--- Begin ---

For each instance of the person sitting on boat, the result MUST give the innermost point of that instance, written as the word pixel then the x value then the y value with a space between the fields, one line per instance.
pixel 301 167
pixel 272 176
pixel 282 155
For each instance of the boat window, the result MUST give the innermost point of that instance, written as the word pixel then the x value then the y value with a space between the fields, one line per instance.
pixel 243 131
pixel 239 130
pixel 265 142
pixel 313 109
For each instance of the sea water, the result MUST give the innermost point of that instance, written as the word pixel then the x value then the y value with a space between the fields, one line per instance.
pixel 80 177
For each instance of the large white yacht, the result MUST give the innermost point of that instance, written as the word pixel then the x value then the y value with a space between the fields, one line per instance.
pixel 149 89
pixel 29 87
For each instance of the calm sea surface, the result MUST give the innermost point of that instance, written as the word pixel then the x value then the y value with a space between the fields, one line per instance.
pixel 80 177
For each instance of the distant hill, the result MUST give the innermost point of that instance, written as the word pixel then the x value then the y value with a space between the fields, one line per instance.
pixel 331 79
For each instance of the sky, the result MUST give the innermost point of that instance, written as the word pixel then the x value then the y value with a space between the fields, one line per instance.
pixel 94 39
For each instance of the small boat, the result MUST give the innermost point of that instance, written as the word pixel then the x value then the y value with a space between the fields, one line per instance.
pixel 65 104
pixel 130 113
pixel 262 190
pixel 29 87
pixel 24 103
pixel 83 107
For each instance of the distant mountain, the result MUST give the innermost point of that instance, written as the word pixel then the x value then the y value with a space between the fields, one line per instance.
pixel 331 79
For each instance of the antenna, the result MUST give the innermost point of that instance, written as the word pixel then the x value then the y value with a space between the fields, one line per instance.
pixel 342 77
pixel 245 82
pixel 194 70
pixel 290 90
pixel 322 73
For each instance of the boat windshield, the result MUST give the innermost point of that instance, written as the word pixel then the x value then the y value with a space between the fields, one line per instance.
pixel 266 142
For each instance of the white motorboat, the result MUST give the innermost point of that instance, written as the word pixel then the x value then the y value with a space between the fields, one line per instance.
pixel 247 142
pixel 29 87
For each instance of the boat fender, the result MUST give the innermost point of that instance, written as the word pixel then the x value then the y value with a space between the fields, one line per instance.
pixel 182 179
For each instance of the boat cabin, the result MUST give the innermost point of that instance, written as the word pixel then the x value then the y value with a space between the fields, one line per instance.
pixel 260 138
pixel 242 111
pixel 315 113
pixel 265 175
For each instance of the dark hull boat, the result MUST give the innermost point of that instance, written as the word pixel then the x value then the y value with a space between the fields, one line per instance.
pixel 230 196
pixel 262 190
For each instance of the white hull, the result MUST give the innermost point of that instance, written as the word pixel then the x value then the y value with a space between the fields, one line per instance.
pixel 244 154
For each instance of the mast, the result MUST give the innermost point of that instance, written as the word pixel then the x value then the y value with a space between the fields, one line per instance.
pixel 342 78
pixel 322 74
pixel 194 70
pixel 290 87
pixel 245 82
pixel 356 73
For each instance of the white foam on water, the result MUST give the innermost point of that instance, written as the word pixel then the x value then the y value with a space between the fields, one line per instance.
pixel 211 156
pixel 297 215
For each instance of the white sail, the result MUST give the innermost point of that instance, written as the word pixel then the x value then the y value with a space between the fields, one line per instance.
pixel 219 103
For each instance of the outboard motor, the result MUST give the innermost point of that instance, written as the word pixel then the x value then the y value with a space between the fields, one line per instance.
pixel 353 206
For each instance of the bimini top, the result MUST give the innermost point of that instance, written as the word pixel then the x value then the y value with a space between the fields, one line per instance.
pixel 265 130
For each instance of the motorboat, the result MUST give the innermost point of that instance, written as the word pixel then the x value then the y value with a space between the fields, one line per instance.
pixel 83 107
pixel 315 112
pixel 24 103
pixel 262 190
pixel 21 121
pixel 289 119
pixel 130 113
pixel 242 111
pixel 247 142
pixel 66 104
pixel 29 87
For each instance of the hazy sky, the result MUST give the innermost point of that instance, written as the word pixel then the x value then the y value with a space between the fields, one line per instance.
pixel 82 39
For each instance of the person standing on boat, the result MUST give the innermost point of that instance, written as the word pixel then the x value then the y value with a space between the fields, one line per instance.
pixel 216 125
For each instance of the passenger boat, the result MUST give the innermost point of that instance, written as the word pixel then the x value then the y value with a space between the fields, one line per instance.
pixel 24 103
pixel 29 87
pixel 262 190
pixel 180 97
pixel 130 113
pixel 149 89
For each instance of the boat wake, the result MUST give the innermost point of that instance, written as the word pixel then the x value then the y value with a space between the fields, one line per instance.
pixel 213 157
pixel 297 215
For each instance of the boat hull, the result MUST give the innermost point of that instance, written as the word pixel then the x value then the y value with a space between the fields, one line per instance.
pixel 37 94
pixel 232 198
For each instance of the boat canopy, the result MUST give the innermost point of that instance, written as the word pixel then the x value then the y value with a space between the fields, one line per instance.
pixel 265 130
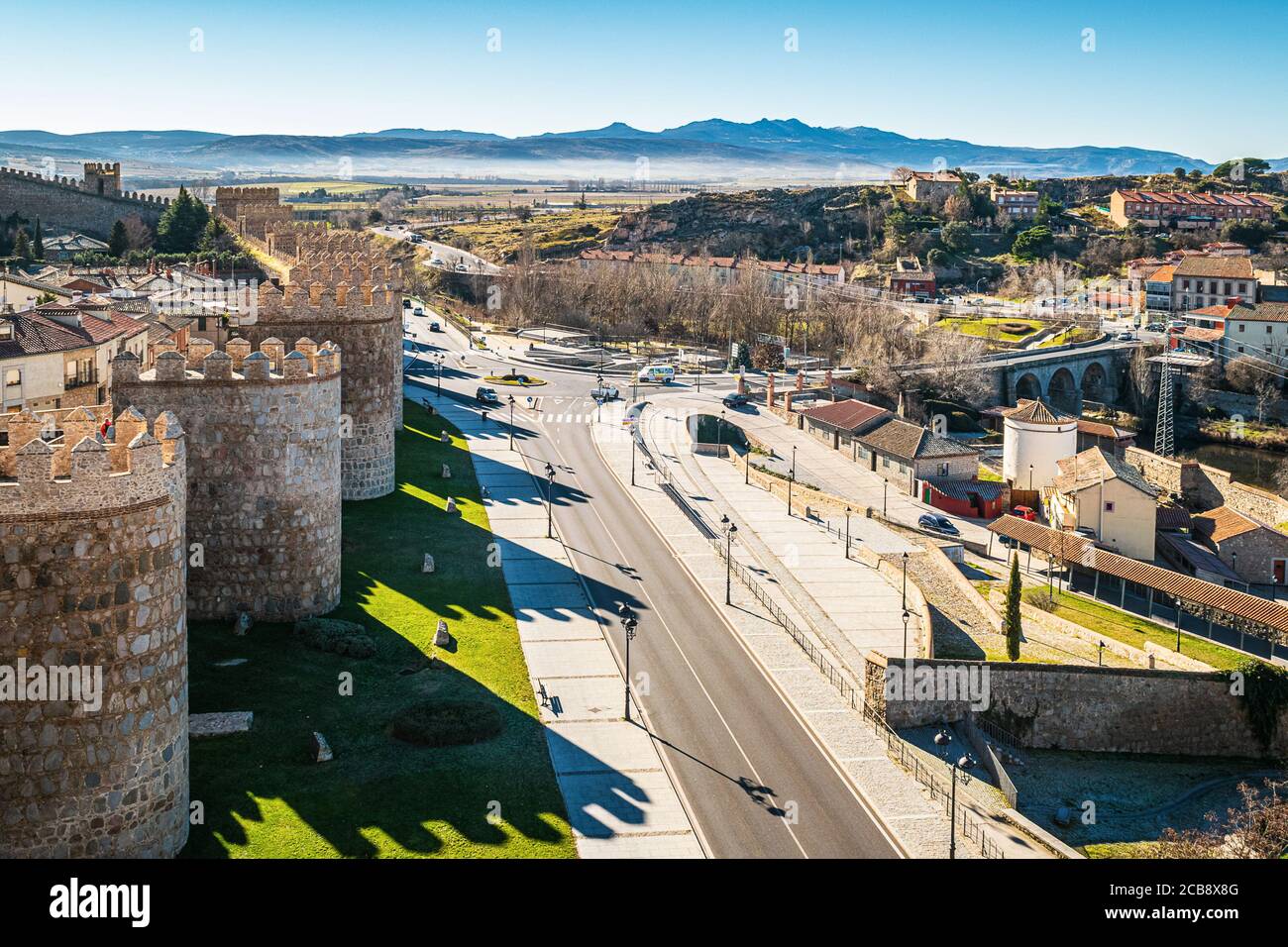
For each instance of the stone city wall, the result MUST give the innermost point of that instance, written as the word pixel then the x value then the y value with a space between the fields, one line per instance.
pixel 93 577
pixel 265 434
pixel 1098 709
pixel 64 202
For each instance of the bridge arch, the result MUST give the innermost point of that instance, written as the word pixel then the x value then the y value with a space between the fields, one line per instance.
pixel 1028 386
pixel 1095 382
pixel 1063 392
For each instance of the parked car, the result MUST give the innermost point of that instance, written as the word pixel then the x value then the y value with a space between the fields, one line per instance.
pixel 935 523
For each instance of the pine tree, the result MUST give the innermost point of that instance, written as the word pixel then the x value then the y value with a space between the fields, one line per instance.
pixel 181 224
pixel 119 244
pixel 1012 617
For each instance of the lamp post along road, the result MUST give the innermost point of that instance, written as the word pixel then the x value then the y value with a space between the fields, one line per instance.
pixel 629 624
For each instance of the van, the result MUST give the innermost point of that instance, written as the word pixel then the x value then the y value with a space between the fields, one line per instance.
pixel 657 373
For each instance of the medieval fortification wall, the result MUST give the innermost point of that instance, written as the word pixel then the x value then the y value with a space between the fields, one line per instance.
pixel 90 206
pixel 265 434
pixel 91 578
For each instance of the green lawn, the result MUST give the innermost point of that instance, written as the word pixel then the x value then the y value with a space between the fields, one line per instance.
pixel 265 796
pixel 1133 630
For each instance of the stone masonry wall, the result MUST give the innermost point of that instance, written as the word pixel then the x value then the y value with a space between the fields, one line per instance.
pixel 1205 487
pixel 366 324
pixel 63 204
pixel 1100 709
pixel 263 472
pixel 93 575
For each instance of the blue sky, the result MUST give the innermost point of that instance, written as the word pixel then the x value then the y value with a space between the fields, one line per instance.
pixel 1162 75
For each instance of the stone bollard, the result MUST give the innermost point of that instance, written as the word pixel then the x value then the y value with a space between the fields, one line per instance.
pixel 321 750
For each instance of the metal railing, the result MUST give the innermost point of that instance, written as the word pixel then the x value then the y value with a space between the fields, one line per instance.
pixel 851 694
pixel 913 762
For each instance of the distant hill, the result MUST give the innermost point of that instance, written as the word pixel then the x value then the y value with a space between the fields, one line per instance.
pixel 706 150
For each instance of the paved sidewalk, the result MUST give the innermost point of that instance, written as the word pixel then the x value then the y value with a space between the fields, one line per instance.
pixel 619 799
pixel 901 802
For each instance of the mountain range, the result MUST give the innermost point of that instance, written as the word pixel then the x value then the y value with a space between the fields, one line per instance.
pixel 702 150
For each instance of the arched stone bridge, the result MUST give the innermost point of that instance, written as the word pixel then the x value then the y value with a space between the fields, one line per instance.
pixel 1064 379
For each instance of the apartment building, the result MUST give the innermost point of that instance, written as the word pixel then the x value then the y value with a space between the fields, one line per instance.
pixel 1202 281
pixel 1016 205
pixel 1183 210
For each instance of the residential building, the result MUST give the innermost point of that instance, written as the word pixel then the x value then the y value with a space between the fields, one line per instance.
pixel 931 185
pixel 905 454
pixel 1227 248
pixel 1253 551
pixel 1184 210
pixel 840 421
pixel 909 278
pixel 1202 281
pixel 1017 205
pixel 58 355
pixel 69 245
pixel 1096 491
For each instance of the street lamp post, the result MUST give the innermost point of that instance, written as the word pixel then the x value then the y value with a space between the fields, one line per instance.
pixel 550 513
pixel 730 531
pixel 791 479
pixel 511 421
pixel 629 624
pixel 906 581
pixel 943 740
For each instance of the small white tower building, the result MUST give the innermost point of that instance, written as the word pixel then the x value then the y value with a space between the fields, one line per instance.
pixel 1035 437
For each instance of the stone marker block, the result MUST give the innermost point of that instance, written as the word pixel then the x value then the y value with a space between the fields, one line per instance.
pixel 321 750
pixel 219 724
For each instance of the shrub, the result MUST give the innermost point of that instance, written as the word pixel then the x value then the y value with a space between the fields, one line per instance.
pixel 446 723
pixel 336 637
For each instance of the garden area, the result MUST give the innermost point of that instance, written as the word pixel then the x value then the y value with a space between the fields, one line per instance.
pixel 437 750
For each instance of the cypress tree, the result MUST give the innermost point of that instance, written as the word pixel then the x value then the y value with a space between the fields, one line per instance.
pixel 1012 617
pixel 119 243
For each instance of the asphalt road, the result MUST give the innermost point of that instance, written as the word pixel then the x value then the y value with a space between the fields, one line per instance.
pixel 754 780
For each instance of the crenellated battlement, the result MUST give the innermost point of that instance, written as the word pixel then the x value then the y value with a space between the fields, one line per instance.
pixel 78 471
pixel 89 187
pixel 307 361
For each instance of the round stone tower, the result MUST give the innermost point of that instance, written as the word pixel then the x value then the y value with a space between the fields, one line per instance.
pixel 263 437
pixel 93 641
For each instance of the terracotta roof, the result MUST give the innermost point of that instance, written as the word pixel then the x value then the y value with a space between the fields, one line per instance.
pixel 1094 466
pixel 1219 266
pixel 1170 515
pixel 845 415
pixel 1258 312
pixel 1038 412
pixel 1104 429
pixel 1222 523
pixel 962 489
pixel 1194 198
pixel 909 441
pixel 1194 590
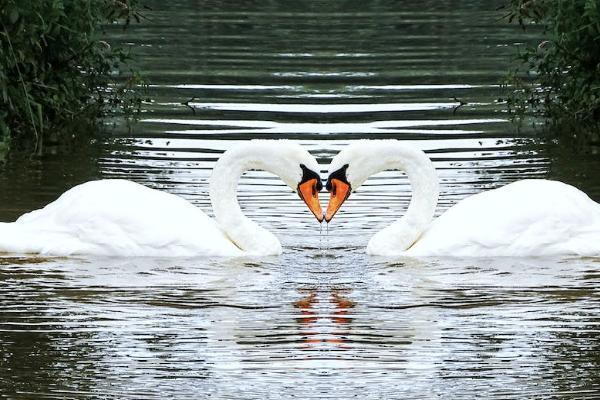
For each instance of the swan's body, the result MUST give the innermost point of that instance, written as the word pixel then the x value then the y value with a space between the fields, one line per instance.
pixel 525 218
pixel 117 217
pixel 123 218
pixel 532 217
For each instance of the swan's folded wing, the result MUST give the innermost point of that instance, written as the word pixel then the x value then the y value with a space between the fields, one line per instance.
pixel 525 218
pixel 114 217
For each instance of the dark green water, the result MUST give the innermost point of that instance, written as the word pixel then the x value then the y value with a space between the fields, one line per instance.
pixel 323 320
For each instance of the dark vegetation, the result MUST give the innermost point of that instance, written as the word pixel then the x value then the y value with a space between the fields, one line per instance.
pixel 559 78
pixel 56 70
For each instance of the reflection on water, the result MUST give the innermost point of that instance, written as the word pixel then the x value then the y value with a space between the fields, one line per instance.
pixel 323 320
pixel 339 326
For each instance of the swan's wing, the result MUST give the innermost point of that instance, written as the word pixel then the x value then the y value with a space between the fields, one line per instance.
pixel 525 218
pixel 117 217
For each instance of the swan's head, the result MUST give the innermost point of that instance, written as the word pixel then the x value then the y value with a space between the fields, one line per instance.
pixel 300 171
pixel 348 170
pixel 308 189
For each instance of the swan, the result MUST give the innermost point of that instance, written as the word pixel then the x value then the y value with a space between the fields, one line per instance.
pixel 532 217
pixel 115 217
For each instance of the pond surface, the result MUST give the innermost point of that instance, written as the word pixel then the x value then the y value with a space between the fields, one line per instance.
pixel 323 320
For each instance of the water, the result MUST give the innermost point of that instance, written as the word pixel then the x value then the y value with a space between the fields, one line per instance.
pixel 323 320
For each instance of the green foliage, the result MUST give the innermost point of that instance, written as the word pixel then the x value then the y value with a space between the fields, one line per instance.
pixel 561 80
pixel 55 69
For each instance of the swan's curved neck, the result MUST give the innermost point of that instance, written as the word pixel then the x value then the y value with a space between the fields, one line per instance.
pixel 403 233
pixel 245 233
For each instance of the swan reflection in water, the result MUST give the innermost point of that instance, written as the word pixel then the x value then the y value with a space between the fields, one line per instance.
pixel 311 319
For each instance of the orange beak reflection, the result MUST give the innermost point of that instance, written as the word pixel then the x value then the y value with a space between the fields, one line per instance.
pixel 339 192
pixel 309 192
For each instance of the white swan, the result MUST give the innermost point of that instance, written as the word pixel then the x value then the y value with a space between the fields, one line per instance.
pixel 525 218
pixel 123 218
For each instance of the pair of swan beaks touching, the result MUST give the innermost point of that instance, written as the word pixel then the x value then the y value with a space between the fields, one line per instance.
pixel 533 217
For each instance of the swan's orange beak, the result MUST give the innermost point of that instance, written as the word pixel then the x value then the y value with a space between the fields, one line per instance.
pixel 339 192
pixel 309 192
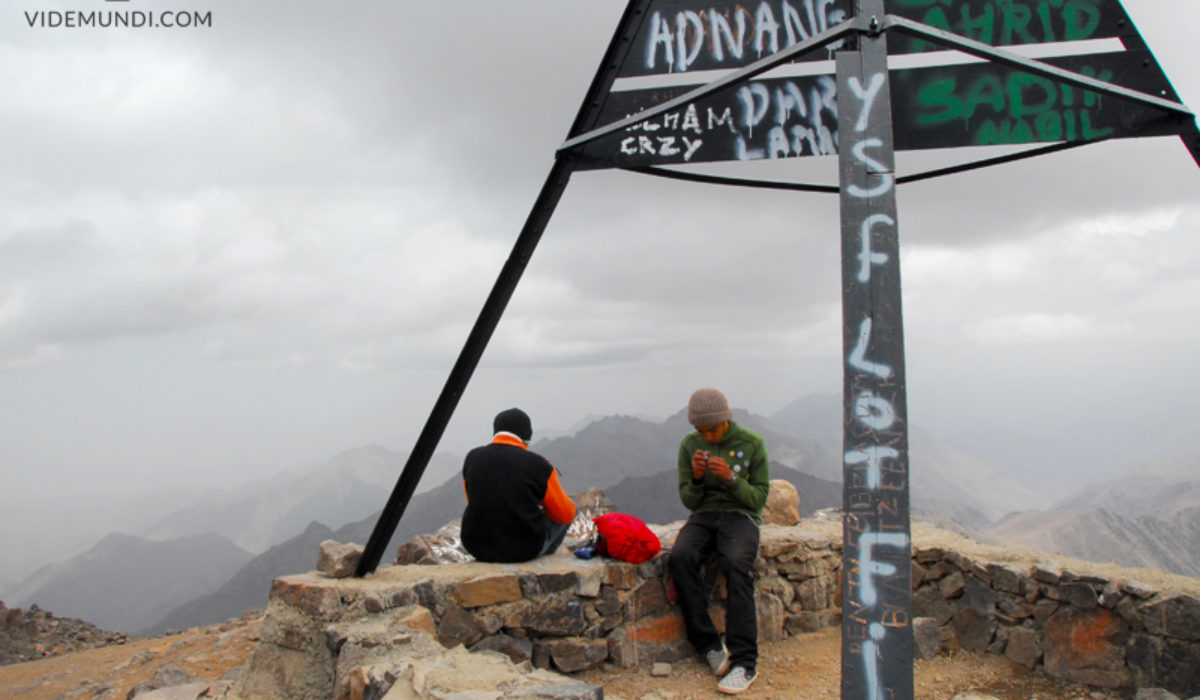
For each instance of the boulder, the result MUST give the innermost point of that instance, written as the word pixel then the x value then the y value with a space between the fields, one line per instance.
pixel 337 560
pixel 783 503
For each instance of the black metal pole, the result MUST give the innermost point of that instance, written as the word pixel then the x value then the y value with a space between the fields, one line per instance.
pixel 876 632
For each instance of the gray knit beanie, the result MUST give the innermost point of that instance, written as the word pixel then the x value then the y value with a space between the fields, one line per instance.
pixel 708 407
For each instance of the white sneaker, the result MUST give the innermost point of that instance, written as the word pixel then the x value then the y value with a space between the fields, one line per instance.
pixel 737 681
pixel 718 660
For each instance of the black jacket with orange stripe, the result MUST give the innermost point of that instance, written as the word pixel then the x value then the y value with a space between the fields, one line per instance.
pixel 510 492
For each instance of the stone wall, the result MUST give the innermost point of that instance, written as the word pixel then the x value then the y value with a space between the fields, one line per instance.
pixel 357 638
pixel 1072 623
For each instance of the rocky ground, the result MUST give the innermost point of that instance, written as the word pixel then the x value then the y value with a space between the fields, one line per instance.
pixel 112 671
pixel 34 634
pixel 804 666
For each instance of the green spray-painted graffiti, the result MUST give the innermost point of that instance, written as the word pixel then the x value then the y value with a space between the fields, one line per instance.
pixel 1006 22
pixel 1013 108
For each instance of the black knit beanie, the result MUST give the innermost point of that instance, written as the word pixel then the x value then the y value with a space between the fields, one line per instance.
pixel 514 420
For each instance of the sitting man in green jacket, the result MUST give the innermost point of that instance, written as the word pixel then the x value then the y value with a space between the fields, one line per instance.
pixel 724 480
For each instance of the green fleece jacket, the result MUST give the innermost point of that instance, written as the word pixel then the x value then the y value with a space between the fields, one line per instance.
pixel 747 455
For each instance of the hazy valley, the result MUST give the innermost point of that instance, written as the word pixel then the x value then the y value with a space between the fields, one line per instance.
pixel 213 561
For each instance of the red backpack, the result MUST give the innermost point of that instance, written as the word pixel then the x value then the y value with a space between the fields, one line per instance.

--- End ---

Instructions for the task:
Lay out the lines of the listing above as a JSON array of strings, starting at its first line and ending at the line containing "pixel 313 109", both ends inclusive. Use one string per line and omit blank lines.

Exercise answer:
[
  "For each instance of the person sitting on boat, the result MUST give the innermost point of that instance, written as the word pixel then the x value then the y value with a space between the fields, one line per instance.",
  "pixel 301 167",
  "pixel 272 176",
  "pixel 282 155",
  "For each instance of the boat window, the result MUST give the innermost point of that instance, written as the word pixel then the x value then the y value with a space between the fields, one line per instance.",
  "pixel 243 131",
  "pixel 239 130",
  "pixel 265 142",
  "pixel 313 109"
]